* _STATED PROBLEM_:
Write out all the material exactly. Leave nothing out.
══ INFORMATION SHOWN ══
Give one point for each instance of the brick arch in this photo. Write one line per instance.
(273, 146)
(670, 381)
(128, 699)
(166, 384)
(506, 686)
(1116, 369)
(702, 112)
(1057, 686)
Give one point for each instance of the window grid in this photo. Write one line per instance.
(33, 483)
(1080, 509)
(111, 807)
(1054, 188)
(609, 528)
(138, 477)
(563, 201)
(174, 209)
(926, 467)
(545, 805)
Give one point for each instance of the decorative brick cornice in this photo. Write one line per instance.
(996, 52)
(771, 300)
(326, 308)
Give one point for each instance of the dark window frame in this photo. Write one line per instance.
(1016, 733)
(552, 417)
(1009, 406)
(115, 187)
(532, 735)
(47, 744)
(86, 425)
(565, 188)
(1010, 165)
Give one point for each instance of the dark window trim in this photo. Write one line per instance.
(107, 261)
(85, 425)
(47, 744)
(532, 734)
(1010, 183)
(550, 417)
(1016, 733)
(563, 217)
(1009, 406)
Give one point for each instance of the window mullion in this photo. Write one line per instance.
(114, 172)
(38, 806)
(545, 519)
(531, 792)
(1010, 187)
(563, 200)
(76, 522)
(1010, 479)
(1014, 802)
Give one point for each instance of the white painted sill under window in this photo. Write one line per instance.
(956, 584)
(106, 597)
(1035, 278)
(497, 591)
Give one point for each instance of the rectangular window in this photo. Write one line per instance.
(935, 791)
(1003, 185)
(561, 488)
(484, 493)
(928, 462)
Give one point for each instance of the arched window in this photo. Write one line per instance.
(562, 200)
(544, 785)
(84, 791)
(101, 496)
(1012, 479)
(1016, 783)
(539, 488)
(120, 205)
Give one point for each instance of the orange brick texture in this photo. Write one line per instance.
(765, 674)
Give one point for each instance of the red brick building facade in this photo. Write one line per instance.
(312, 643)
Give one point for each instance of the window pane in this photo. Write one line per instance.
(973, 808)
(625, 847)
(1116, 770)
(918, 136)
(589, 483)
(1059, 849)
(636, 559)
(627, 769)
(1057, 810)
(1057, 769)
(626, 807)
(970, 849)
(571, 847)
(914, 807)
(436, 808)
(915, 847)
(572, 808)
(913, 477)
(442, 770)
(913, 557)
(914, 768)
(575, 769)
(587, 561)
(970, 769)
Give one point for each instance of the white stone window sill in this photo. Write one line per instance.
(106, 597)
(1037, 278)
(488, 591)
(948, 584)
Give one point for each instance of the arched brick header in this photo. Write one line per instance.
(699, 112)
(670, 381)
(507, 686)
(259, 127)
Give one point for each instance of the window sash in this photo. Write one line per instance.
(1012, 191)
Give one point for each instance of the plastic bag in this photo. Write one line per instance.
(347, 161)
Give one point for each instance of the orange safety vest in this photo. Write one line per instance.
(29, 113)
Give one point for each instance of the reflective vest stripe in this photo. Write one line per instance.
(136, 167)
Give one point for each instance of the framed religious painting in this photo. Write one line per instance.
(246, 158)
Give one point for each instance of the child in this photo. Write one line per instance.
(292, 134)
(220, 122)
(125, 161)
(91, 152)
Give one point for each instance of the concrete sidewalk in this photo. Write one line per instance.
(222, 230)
═══
* _FINISHED EXERCISE_:
Give one point for each instance of the brick arch in this photo. Write one line per instance.
(273, 146)
(670, 381)
(128, 699)
(166, 384)
(506, 686)
(1116, 369)
(702, 112)
(1057, 686)
Give one point for each instance of the window grid in this photo. Write one line per instance.
(33, 483)
(1080, 509)
(111, 807)
(1054, 188)
(609, 528)
(138, 477)
(563, 201)
(174, 209)
(926, 467)
(545, 805)
Give one point for each instance of the decorative brick cornice in this photo. Write one line per instance.
(996, 52)
(771, 300)
(326, 308)
Give one point for each instance of the dark window frame in this photo. Write one line per instance.
(1016, 733)
(552, 417)
(1009, 406)
(115, 187)
(532, 735)
(47, 744)
(86, 425)
(565, 188)
(1010, 165)
Give one point for each instance of the dark window trim in this photo. Write one line per instance.
(107, 261)
(85, 425)
(47, 744)
(532, 734)
(1010, 183)
(550, 417)
(1016, 733)
(563, 217)
(1009, 406)
Give one point for each instance of the window mullion in this photo. Write one line per instance.
(114, 172)
(38, 806)
(545, 519)
(531, 792)
(1010, 187)
(563, 200)
(76, 522)
(1010, 479)
(1014, 802)
Give one point for each instance of the white painted sill under window in this photo. Write one line per instance.
(956, 584)
(106, 597)
(1035, 278)
(497, 591)
Give one point for each instance of the rectangular window in this photo. Write one line per instance.
(935, 791)
(1003, 185)
(561, 488)
(484, 493)
(928, 462)
Give one point for each instance of the arched window in this photo. Write one line per instance.
(562, 200)
(544, 785)
(84, 791)
(101, 496)
(1012, 479)
(1016, 783)
(539, 488)
(120, 205)
Give one point for each instance of the orange brick texture in this photo. Write one line per instance.
(765, 674)
Give one point for each instance of the red brick building facade in this photo. Write one line per instance.
(312, 643)
Give one point for each instance of the window pane in this photo. Write one line per instance.
(973, 808)
(625, 847)
(1116, 770)
(918, 136)
(589, 483)
(1059, 849)
(636, 559)
(627, 769)
(1057, 810)
(1057, 769)
(626, 807)
(970, 849)
(571, 847)
(914, 807)
(436, 808)
(915, 847)
(572, 808)
(913, 477)
(442, 770)
(913, 557)
(914, 768)
(575, 769)
(587, 561)
(970, 769)
Give one point for each instance of the white stone window sill in this photo. Write one line per instance.
(106, 597)
(1037, 278)
(488, 591)
(948, 584)
Give one point for each instance of the arched brick header in this photo. Write one line per instance.
(699, 112)
(670, 381)
(507, 686)
(259, 127)
Give one point for each instance of the window sash in this photo. Write one line per instance.
(1012, 191)
Give one point for each instance of the plastic bag in this photo. Write one line per instance.
(347, 161)
Give one point for each instance of the orange safety vest in this photo. Write one line per instance.
(29, 113)
Give one point for each instance of the reflective vest stripe in this photo. Write one line per instance.
(136, 167)
Give one point for each instance of the framed religious painting in this photo. Write one line per instance.
(246, 158)
Give one point for each instance of the child in this photo. Write one line per instance.
(292, 134)
(220, 122)
(125, 161)
(91, 152)
Give one point for each instance of the concrete sidewalk in this photo. Write one line per instance.
(222, 230)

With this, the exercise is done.